- [TE DOEN]:
1. Van welke rechtbank bekrachtigt het hof de beschikking in de uitspraak over kinderalimentatie?
2. Zet de tekst over de kinderalimentatiezaak alsjeblieft voort na de laatste zin.

- [PAGINAFRAGMENT]:
-- -- --

ECLI:NL:GHARL:2023:9127

Gerechtshof Arnhem-Leeuwarden

Datum uitspraak
24 oktober 2023
Publicatiedatum
30 oktober 2023
Zaaknummer
200.321.212/01
Instantie
Gerechtshof Arnhem-Leeuwarden
Type
Uitspraak
Rechtsgebied
Civiel recht; Personen- en familierecht
Procedures
  • Hoger beroep
Vindplaatsen
  • Rechtspraak.nl
AI samenvatting door LexboostAutomatisch gegenereerd

Hoger beroep inzake kinderalimentatie en draagkracht van ouders na relatiebeëindiging

In deze zaak gaat het om een hoger beroep betreffende de kinderalimentatie die de man moet betalen voor zijn twee minderjarige kinderen, geboren in 2009 en 2011, na de beëindiging van de relatie met de vrouw. De rechtbank had eerder een bedrag vastgesteld dat de man als kinderalimentatie moest betalen, maar de vrouw was het niet eens met de ingangsdatum en de hoogte van de alimentatie. De vrouw verzocht om een verhoging van de kinderalimentatie en een eerdere ingangsdatum dan de datum waarop de man zich had uitgeschreven uit de gemeenschappelijke woning. Het hof heeft de procedure in hoger beroep behandeld, waarbij beide partijen in persoon verschenen, bijgestaan door hun advocaten. Het hof heeft vastgesteld dat de rechtbank in haar beschikking een einde heeft gemaakt aan het geschil over de kinderalimentatie voor de periode tot de nadere beslissing van de rechtbank. De vrouw is ontvankelijk in haar hoger beroep, maar het hof heeft de grieven van de vrouw afgewezen. De ingangsdatum van de kinderalimentatie blijft de datum van uitschrijving van de man uit de gemeenschappelijke woning, en de draagkracht van de man is niet zodanig gewijzigd dat dit aanleiding geeft tot een herziening van de alimentatie. Het hof bekrachtigt de beschikking van de rechtbank Overijssel, locatie Zwolle, voor zover deze ziet op de kinderalimentatie voor de periode vanaf 8 februari 2023 tot de nadere beslissing van de rechtbank.

-- -- --

Records uit een dataset

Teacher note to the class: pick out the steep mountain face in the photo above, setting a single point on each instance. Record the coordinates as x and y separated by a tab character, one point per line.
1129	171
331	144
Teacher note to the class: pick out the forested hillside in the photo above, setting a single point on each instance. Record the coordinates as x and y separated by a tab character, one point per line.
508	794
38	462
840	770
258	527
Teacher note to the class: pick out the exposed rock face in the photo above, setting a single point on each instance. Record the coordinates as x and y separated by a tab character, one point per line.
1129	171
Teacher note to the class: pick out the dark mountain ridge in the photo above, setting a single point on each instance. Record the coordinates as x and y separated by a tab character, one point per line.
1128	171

-- -- --

- [ANTWOORDEN OP VOLGORDE]:
1. Van de rechtbank Overijssel, locatie Zwolle.

2.
Uitspraak

GERECHTSHOF ARNHEM-LEEUWARDEN
locatie Leeuwarden
afdeling civiel recht
zaaknummer gerechtshof 200.321.212/01
(zaaknummer rechtbank Overijssel 282151)
beschikking van 24 oktober 2023
in de zaak van
[verzoekster](de vrouw),
die woont in [woonplaats1] ,
verzoekster in hoger beroep,
advocaat: mr. F. Hofstra te Leeuwarden,
en
[verweerder](de man),
die woont in [woonplaats1] ,
verweerder in hoger beroep,
advocaat: mr. G.H.G. Reitsma-van Riel te Hoofddorp.

1.De procedure in eerste aanleg

Het hof verwijst voor het geding in eerste aanleg naar de beschikking van de rechtbank Overijssel, locatie Zwolle, van 8 november 2022, uitgesproken onder voormeld zaaknummer.

2.De procedure in hoger beroep

2.1.
Het verloop van de procedure blijkt uit:
- het beroepschrift met bijlage(n), ingekomen op 9 januari 2023;
- een journaalbericht namens de moeder van 7 februari 2023 met bijlage(n);
- het verweerschrift met bijlage(n);
- een journaalbericht namens de man van 18 augustus 2023 met bijlage(n);
- een journaalbericht namens de vrouw van 21 augustus 2023 met bijlage(n);
- een journaalbericht namens de vrouw van 25 augustus 2023 met bijlage(n).
2.2.
De mondelinge behandeling heeft op 31 augustus 2023 plaatsgevonden. Partijen zijn in persoon verschenen, bijgestaan door hun advocaten. Mr. Reitsma-van Riel heeft mede het woord gevoerd aan de hand van door haar overgelegde pleitaantekeningen.

3.De feiten

3.1.
Partijen hebben tot februari 2022 een affectieve relatie gehad. Zij zijn de ouders van:
- [de minderjarige1] , geboren [in] 2009, en
- [de minderjarige2] , geboren [in] 2011.
Partijen oefenen gezamenlijk het ouderlijk gezag over hen uit. De kinderen wonen bij de vrouw.
3.2.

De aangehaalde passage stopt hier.